EXERCISE OBJECTIVE:
In the data below, which lines hold the word "example"? Copy them.

GIVEN DATA:
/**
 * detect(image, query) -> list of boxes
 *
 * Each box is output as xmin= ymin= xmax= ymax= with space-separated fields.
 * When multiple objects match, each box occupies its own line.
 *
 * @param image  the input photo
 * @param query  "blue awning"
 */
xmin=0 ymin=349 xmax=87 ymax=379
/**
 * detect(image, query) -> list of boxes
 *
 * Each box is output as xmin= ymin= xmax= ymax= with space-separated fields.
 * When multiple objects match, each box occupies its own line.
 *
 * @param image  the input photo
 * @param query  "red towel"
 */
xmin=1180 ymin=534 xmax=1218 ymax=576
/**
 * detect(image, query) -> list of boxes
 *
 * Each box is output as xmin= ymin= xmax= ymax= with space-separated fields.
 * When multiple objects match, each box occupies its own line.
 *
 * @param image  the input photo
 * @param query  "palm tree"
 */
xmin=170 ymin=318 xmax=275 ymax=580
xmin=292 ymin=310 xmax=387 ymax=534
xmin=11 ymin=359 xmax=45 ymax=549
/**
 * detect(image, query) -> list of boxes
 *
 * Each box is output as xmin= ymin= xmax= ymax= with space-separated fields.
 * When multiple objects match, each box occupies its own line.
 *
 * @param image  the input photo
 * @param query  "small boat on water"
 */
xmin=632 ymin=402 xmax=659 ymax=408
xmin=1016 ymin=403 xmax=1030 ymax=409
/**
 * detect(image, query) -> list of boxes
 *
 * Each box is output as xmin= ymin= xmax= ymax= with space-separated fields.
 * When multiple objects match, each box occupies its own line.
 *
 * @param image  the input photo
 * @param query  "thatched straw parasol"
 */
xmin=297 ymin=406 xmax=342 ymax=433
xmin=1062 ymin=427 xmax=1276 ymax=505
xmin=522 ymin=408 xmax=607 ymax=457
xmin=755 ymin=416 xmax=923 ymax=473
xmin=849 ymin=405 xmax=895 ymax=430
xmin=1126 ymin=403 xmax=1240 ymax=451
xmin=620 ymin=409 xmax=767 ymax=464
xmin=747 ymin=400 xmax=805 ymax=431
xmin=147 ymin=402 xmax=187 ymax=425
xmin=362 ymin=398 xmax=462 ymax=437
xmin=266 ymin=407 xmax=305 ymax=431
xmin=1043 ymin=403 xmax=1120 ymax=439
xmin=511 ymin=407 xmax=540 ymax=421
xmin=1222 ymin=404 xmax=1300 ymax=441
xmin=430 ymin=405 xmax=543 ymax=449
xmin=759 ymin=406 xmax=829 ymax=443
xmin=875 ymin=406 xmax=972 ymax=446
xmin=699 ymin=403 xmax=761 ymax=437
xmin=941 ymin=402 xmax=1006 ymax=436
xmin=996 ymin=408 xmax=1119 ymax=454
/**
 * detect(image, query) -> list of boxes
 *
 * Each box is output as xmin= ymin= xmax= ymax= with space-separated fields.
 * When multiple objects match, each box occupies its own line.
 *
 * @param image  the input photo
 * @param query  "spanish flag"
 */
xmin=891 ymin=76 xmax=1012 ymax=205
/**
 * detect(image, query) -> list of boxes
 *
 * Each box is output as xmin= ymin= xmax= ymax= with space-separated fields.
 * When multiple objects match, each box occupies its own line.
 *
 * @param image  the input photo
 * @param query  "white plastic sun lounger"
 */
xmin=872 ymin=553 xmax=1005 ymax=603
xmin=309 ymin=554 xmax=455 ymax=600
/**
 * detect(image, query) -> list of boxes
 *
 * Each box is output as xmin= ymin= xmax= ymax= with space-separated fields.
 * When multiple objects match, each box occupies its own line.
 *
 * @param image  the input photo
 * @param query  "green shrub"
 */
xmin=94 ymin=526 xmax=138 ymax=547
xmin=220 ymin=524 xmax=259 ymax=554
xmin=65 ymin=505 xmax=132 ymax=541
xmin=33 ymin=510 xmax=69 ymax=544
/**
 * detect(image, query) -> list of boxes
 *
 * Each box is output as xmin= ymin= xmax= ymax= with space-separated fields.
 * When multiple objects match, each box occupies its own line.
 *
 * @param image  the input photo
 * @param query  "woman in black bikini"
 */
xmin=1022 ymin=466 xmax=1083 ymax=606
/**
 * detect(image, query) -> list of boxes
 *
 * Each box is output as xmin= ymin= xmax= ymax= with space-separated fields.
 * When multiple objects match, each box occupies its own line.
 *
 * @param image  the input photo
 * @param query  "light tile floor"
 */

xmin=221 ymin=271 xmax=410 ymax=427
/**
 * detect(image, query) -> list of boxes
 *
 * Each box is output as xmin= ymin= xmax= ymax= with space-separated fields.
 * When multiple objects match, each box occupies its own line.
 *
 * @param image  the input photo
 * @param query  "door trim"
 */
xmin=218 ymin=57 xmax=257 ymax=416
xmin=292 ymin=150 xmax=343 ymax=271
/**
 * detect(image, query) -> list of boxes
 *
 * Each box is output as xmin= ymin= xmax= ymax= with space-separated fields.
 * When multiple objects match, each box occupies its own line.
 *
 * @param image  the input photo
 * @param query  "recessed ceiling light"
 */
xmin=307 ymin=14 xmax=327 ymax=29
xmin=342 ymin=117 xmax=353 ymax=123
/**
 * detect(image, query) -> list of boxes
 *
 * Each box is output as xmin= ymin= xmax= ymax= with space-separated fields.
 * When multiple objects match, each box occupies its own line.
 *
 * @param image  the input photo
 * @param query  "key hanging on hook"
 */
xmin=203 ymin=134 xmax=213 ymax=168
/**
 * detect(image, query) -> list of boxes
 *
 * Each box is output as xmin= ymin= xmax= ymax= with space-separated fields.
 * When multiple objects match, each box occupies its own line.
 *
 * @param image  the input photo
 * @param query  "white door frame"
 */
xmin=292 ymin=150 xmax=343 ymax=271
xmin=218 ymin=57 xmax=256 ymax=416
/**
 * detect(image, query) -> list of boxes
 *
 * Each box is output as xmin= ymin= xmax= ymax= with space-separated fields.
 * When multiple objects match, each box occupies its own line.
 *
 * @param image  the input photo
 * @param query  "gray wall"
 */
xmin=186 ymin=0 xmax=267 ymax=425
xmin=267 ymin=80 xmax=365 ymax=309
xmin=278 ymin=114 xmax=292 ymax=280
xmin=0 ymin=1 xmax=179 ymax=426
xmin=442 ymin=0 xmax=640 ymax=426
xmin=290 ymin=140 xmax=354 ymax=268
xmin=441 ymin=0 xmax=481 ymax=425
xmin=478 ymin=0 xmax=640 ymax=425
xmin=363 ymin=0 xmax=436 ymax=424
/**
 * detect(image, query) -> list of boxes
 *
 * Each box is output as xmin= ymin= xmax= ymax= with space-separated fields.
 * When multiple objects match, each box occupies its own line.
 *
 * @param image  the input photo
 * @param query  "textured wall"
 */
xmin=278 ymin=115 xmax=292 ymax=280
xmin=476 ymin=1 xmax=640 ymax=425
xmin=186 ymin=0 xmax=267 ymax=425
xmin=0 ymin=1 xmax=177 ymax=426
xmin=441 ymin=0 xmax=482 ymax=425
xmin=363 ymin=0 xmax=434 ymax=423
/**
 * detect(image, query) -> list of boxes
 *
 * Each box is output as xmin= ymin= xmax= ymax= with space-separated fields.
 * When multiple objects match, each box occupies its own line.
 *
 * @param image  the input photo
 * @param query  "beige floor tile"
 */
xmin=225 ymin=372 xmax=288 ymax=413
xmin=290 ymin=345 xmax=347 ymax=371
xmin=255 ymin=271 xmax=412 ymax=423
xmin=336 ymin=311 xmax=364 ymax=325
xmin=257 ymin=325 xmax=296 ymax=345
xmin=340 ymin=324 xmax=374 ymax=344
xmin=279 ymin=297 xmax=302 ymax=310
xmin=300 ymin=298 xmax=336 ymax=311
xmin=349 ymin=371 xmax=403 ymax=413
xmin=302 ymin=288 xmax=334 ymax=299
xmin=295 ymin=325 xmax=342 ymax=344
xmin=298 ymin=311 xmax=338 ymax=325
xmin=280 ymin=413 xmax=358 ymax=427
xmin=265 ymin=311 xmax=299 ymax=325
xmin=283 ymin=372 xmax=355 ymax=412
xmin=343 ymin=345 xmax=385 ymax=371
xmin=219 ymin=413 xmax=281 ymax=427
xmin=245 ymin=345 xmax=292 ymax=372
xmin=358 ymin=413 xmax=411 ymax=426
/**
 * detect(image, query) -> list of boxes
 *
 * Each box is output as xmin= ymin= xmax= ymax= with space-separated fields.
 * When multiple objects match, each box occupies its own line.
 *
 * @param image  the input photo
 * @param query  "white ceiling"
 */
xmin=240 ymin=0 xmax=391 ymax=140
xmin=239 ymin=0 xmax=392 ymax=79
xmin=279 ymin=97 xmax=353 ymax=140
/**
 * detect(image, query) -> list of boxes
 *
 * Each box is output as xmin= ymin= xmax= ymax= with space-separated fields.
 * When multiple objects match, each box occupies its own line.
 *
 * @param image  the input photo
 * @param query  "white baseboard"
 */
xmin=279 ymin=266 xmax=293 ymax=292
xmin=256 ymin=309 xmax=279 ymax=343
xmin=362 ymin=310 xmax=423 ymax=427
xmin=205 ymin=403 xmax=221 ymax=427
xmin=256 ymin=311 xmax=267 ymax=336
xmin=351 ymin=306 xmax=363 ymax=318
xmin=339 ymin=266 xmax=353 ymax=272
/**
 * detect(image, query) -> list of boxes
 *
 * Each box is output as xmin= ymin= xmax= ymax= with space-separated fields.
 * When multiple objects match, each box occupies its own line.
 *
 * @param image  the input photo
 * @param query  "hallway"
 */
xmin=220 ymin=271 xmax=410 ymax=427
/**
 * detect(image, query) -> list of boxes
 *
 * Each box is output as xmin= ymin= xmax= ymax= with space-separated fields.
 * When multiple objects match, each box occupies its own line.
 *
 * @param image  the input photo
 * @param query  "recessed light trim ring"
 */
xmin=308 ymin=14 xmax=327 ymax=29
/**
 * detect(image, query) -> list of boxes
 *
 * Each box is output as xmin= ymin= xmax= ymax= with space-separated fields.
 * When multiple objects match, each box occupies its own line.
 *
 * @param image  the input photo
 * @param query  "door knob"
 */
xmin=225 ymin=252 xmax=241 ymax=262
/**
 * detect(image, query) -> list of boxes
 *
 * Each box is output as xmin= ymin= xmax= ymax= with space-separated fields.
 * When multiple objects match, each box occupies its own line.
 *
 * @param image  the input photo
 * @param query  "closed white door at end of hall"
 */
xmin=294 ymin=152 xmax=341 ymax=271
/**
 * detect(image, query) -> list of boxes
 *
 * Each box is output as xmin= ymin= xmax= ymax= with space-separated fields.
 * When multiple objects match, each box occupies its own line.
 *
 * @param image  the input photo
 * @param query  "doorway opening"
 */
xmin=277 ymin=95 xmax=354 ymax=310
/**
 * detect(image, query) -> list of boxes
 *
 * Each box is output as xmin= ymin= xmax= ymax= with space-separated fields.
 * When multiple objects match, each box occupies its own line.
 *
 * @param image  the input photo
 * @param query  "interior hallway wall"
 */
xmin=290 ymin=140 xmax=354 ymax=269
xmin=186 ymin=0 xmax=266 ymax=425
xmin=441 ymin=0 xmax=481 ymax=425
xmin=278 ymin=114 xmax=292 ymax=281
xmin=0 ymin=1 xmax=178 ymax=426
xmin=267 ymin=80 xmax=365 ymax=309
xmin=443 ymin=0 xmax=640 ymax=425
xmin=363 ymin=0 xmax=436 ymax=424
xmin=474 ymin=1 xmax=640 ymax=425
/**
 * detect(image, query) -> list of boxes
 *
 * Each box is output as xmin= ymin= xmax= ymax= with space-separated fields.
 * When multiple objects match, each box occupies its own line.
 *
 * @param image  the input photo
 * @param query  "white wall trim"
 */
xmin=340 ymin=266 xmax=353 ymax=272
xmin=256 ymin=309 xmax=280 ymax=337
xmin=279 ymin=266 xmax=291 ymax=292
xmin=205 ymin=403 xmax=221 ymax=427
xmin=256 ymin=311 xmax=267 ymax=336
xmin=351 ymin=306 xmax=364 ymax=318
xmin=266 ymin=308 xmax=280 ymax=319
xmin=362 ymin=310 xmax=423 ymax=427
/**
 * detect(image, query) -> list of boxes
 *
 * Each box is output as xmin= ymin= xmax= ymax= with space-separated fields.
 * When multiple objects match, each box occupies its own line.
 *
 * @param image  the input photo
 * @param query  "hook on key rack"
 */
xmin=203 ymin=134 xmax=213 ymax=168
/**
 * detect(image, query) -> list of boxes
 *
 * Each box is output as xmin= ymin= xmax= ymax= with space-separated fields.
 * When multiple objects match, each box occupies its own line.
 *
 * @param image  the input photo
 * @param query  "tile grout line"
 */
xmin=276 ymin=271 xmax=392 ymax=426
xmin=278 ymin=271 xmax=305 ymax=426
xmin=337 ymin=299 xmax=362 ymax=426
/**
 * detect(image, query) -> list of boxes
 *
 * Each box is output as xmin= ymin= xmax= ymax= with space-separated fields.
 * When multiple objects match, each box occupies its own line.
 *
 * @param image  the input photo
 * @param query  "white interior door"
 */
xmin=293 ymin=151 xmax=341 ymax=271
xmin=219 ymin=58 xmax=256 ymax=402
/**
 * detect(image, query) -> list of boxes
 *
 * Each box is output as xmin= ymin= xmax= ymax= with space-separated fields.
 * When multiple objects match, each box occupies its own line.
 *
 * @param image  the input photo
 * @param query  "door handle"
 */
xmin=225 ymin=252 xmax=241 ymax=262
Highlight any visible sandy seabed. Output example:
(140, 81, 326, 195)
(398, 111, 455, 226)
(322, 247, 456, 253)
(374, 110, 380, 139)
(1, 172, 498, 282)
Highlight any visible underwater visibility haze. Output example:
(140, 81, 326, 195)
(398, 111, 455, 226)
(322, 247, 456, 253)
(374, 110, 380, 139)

COMPLETED TASK:
Highlight any visible sandy seabed. Output example:
Highlight any visible underwater visibility haze. Output example:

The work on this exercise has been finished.